## start
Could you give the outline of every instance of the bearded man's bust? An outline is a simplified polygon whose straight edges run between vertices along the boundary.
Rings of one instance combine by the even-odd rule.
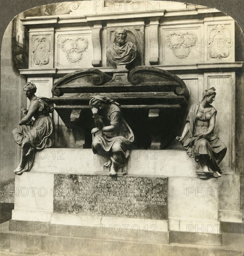
[[[127,33],[125,29],[117,28],[115,32],[115,40],[107,49],[107,61],[111,66],[127,65],[137,57],[136,45],[126,41]]]

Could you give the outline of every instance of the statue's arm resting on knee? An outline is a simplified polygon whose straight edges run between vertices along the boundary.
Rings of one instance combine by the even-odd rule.
[[[186,136],[187,134],[189,132],[190,129],[190,122],[187,121],[185,125],[181,136],[180,137],[177,136],[175,139],[176,141],[181,141],[183,140],[184,140],[184,138]]]
[[[19,125],[22,125],[22,124],[27,124],[31,121],[39,108],[39,103],[38,101],[37,101],[32,105],[26,115],[19,121]]]

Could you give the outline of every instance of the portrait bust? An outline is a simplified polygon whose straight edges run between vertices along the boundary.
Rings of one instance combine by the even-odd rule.
[[[130,40],[126,40],[127,38],[125,29],[117,28],[115,31],[114,42],[107,49],[107,60],[109,65],[128,64],[137,57],[137,46]]]

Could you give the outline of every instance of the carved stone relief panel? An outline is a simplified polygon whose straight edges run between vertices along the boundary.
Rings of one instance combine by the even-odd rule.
## end
● Prompt: Extract every line above verbatim, omitting the picture.

● Output of the exercise:
Could you give the outline of every instance of the bearded man's bust? An outline is a simplified polygon whose straight edges run between vertices along the boundary.
Rings of one instance combine by the even-odd rule.
[[[127,33],[125,29],[117,28],[115,32],[115,40],[107,49],[107,61],[111,66],[127,65],[137,57],[136,45],[126,41]]]

Could you give the outline of every instance of the statue's arm resting on knee? An outline is a simplified polygon whose straight edges run between vertices along the boundary.
Rings of one instance combine by the even-odd rule.
[[[186,136],[187,134],[189,132],[190,129],[190,122],[187,121],[185,125],[181,136],[180,137],[177,136],[175,139],[176,141],[181,141],[183,140],[184,140],[184,138]]]
[[[19,125],[22,125],[22,124],[27,124],[31,121],[39,108],[39,103],[38,101],[37,101],[32,105],[26,115],[19,121]]]

Could you give the outline of every instance of the portrait bust? An outline is a simplified polygon whose straight edges run between vertices along the boundary.
Rings of one instance combine by the even-odd rule.
[[[130,40],[126,40],[127,38],[125,29],[117,28],[115,31],[114,42],[107,49],[107,60],[109,65],[128,64],[137,57],[137,46]]]

Could you give the outline of every instance of the carved stone relief panel? An outline is a simplified polygon whose straight edges run between vertices along the boundary.
Rings of one instance combine by the even-odd rule.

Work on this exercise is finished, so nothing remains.